>> Begin Task input
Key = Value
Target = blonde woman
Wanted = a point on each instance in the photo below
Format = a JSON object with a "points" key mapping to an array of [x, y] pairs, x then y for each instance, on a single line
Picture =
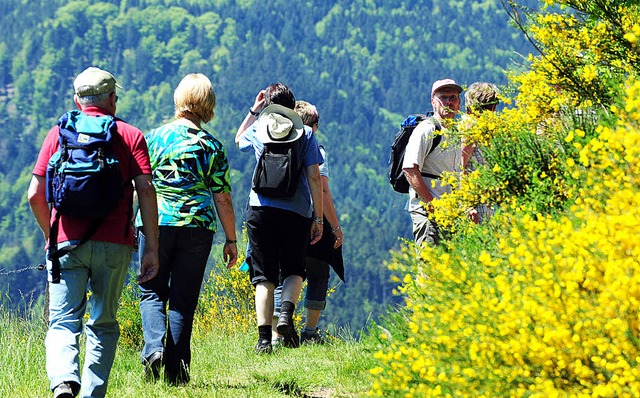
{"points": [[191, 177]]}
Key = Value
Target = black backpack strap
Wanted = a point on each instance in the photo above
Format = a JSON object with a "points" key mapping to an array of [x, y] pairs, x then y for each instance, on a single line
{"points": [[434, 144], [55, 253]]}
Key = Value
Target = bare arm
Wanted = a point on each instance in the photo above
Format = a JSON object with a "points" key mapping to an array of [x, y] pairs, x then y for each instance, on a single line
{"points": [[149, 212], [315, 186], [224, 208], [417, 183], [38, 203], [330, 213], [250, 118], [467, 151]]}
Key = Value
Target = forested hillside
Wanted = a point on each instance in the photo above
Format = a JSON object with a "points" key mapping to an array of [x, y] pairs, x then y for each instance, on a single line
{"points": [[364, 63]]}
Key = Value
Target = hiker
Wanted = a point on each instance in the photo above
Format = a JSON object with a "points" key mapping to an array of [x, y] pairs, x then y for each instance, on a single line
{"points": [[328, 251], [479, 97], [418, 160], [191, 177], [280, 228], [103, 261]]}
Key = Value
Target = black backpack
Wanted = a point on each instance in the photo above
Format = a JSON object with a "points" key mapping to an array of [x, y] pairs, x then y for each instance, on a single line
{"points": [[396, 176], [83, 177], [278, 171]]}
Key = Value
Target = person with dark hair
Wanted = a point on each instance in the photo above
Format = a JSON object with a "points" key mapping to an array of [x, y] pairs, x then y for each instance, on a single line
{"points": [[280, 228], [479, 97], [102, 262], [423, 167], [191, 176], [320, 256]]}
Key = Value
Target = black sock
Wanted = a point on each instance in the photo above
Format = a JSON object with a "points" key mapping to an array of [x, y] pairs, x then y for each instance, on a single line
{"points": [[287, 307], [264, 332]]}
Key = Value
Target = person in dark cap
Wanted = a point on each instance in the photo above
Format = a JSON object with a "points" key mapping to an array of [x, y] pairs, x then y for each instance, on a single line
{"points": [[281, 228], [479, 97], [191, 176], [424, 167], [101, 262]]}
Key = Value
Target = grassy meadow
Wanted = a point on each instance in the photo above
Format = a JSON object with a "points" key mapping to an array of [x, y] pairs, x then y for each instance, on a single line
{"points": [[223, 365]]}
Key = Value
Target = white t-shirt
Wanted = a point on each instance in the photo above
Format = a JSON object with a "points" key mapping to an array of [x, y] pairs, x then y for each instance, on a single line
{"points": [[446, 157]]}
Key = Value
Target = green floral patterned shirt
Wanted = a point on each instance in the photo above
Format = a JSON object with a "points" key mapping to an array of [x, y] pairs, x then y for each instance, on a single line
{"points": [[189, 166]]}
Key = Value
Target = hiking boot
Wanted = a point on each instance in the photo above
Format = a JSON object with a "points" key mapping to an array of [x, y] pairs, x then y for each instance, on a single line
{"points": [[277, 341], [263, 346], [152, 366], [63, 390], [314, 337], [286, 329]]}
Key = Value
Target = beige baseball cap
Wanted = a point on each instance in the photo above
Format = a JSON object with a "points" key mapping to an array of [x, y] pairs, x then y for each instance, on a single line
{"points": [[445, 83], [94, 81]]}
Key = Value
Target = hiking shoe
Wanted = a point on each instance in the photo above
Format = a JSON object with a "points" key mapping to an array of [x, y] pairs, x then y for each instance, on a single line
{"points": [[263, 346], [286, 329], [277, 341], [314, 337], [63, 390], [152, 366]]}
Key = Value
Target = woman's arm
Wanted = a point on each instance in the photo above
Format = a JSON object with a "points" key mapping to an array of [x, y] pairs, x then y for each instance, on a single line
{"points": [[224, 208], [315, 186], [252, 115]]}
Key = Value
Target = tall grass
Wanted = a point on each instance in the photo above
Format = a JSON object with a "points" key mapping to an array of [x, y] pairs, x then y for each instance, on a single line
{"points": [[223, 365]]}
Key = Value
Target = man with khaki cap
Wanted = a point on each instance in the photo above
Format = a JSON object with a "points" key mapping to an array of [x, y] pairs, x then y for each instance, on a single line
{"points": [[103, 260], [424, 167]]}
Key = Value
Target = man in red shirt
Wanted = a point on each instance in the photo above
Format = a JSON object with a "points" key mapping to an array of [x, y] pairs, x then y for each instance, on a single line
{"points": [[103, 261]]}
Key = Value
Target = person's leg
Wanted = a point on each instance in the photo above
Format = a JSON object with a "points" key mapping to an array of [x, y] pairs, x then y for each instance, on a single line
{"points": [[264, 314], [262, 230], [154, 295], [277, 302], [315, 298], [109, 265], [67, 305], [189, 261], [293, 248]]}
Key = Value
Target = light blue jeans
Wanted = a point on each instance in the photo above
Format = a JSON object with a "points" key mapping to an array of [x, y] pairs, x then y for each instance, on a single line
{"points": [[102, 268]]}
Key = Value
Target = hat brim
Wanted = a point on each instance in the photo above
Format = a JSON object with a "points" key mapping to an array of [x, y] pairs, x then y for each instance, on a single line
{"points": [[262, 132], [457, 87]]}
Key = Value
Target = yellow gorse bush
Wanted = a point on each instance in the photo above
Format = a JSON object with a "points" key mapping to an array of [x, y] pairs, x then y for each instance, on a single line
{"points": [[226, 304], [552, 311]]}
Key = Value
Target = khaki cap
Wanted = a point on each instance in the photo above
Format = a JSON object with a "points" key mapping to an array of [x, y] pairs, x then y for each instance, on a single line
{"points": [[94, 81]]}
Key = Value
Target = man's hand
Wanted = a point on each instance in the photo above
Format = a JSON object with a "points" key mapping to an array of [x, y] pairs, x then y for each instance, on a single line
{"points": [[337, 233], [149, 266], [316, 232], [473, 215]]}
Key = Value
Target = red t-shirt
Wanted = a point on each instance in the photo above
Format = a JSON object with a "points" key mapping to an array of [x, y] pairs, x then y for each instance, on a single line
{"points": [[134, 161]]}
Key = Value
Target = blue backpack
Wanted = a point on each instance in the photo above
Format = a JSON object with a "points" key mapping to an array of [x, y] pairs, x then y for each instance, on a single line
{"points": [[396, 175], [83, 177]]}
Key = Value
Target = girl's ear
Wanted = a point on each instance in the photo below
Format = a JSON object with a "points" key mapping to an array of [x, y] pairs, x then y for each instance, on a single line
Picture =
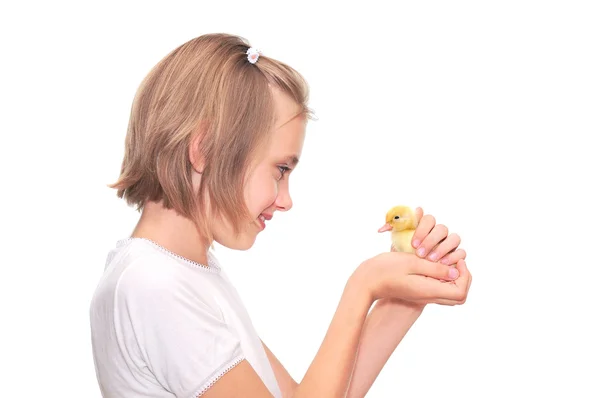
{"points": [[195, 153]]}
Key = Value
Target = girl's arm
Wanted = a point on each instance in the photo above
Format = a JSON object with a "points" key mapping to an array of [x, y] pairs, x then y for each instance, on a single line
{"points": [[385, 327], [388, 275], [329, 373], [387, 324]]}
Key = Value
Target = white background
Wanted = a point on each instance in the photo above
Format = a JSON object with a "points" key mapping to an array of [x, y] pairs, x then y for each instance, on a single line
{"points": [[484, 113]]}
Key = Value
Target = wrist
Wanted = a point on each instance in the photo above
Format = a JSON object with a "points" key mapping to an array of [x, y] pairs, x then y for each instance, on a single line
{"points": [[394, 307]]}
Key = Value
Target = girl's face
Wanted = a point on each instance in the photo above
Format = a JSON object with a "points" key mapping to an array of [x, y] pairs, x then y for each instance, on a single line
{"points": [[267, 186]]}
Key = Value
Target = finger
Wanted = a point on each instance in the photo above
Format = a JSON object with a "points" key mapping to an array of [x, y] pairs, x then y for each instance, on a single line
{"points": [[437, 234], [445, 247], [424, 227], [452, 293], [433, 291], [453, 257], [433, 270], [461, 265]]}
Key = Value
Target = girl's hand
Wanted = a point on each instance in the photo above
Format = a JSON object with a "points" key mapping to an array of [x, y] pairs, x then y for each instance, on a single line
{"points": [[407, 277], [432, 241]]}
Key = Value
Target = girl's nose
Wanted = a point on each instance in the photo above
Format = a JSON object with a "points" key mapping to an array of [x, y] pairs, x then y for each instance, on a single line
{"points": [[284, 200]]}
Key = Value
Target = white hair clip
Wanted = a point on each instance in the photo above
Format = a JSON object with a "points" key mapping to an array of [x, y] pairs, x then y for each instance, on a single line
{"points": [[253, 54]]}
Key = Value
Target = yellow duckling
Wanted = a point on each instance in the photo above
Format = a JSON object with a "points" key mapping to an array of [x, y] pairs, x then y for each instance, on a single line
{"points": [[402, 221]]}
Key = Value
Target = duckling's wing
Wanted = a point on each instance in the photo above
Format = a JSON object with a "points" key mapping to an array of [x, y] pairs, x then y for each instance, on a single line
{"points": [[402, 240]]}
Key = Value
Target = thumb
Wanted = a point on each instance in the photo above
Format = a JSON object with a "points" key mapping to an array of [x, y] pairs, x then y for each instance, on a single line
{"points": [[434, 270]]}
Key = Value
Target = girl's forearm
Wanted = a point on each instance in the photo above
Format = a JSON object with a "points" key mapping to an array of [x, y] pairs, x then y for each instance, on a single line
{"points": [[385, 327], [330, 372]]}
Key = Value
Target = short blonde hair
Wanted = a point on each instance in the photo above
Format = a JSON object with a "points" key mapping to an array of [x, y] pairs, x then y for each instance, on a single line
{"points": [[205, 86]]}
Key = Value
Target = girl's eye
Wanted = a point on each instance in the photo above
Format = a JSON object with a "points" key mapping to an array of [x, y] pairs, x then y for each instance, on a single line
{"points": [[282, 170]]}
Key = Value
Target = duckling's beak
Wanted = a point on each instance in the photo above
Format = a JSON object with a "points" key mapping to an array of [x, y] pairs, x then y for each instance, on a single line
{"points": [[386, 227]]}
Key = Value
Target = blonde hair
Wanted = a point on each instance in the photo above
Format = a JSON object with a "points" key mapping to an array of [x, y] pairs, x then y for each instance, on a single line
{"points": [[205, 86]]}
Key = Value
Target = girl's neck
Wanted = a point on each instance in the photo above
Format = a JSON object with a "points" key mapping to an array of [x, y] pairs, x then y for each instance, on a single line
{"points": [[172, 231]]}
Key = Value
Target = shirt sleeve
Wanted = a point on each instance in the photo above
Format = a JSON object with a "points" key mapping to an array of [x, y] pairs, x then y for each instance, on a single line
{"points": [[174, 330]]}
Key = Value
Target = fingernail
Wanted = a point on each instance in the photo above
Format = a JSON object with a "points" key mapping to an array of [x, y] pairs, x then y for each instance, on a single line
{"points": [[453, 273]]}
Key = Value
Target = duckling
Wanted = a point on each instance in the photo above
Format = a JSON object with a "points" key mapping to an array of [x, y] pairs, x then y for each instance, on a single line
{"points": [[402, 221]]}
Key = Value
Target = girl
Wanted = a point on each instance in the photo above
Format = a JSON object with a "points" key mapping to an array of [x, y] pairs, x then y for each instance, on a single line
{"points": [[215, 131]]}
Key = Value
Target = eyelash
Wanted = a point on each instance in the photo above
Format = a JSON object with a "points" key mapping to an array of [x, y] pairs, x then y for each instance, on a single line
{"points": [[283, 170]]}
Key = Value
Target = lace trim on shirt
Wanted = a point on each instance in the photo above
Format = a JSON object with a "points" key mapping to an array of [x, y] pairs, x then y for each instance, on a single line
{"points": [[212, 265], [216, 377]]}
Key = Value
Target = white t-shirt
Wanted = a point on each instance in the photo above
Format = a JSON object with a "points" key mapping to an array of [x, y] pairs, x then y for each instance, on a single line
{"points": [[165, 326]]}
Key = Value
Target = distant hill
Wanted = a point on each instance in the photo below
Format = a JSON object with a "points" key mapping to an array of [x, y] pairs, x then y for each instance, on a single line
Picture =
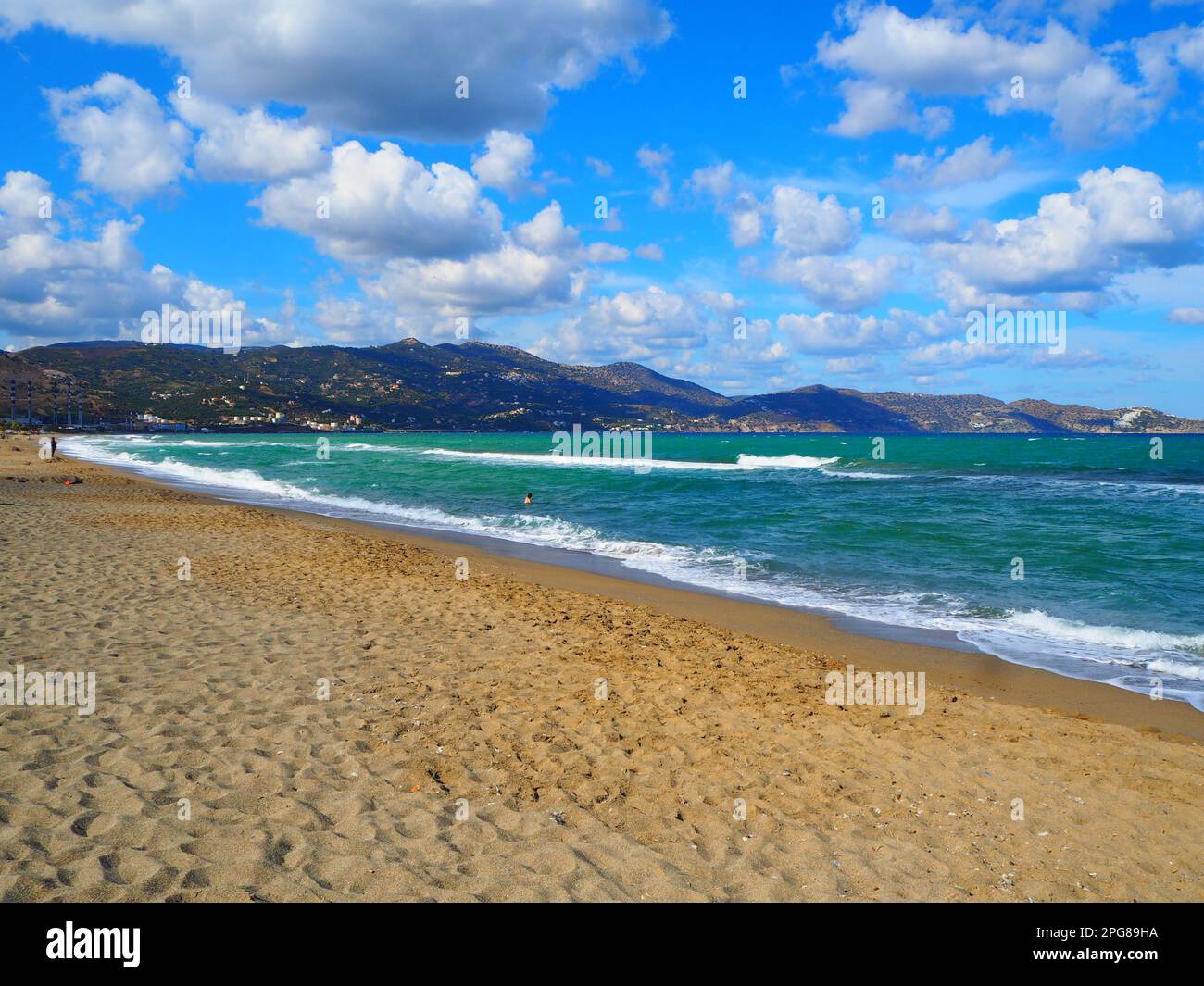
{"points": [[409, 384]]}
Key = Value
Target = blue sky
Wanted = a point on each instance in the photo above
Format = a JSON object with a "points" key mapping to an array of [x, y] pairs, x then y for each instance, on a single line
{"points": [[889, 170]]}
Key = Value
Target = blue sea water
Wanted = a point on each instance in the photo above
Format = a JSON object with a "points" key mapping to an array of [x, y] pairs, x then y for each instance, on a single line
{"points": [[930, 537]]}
>> End Task input
- Task requirements:
Which lines above contain the word "backpack"? Pick out each one and copy it in full.

- Final result:
Target = black backpack strap
Target = black backpack
Target = blue backpack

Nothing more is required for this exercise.